(Point localization data)

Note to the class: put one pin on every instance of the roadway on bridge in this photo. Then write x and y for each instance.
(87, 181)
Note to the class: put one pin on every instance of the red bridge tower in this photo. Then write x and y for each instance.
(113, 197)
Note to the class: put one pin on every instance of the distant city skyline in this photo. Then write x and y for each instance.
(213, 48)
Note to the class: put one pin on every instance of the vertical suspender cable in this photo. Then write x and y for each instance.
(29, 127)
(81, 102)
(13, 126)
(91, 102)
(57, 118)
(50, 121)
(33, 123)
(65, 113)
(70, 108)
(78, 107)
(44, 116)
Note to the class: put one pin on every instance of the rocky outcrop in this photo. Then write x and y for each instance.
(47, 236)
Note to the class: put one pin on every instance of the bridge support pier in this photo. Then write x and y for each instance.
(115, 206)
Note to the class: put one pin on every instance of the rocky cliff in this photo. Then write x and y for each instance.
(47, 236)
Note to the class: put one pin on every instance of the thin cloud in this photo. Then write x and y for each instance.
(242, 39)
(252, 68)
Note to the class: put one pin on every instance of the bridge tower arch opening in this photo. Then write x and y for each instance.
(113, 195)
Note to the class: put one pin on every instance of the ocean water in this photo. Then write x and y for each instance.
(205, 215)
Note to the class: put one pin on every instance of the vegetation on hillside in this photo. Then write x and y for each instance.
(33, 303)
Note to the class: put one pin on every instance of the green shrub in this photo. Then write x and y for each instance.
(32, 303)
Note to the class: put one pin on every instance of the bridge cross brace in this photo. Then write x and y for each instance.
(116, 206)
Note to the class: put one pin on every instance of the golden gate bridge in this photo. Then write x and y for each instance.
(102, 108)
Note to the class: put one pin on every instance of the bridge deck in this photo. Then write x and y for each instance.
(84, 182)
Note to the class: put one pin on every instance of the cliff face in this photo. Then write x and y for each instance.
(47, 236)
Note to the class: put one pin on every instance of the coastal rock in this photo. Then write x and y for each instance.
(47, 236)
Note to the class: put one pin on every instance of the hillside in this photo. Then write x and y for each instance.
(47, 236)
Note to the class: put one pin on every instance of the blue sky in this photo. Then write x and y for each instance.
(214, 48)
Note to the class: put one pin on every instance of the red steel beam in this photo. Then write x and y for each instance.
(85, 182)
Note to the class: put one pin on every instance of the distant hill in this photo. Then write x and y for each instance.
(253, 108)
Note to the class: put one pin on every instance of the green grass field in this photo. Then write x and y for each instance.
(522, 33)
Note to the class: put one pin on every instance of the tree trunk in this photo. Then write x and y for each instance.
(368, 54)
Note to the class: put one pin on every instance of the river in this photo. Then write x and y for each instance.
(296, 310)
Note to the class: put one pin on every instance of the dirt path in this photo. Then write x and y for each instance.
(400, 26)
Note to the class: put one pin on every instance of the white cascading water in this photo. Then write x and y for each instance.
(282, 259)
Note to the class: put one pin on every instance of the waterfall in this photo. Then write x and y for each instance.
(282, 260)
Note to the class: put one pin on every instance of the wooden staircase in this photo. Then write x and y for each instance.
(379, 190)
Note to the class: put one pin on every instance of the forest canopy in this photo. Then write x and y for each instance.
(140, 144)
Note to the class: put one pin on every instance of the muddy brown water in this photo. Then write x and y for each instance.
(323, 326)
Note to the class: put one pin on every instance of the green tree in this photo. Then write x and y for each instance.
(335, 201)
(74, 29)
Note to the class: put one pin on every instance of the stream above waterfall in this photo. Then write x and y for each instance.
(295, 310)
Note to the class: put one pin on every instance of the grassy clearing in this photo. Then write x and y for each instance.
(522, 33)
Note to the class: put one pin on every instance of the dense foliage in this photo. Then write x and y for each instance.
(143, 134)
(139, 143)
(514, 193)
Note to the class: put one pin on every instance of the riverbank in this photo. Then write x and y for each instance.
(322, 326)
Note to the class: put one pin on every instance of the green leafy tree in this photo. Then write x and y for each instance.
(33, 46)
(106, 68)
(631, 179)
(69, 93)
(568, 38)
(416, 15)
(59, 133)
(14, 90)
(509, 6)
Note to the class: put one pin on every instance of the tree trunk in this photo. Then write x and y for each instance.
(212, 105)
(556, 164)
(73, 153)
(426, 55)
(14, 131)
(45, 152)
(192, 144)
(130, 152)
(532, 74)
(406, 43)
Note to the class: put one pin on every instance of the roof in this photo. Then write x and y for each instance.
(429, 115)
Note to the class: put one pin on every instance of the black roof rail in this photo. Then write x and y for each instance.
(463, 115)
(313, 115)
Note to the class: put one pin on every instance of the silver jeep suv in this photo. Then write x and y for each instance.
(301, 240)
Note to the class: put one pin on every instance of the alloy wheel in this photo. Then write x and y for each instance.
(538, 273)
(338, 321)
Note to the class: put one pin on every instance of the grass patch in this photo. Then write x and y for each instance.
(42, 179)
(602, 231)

[Exercise objective] Beginning at the line containing "of the black", repeat each line exactly through the last line of the entries, and include no other lines.

[Answer box]
Note to the class: put one pin on every instance of the black roof rail in this photo. Then write x and y for each instance.
(463, 115)
(313, 115)
Note to the class: put one pin on every instance of the silver jeep suv in this photo. Then write x and y for each instance.
(301, 240)
Note to the class: put one pin on every instance of the alloy wheel in this photo. Then write x and y for each instance.
(538, 273)
(338, 321)
Note to the class: put one pin on every instance of the grass patch in this photo. Then write x and y for each instance.
(42, 179)
(602, 231)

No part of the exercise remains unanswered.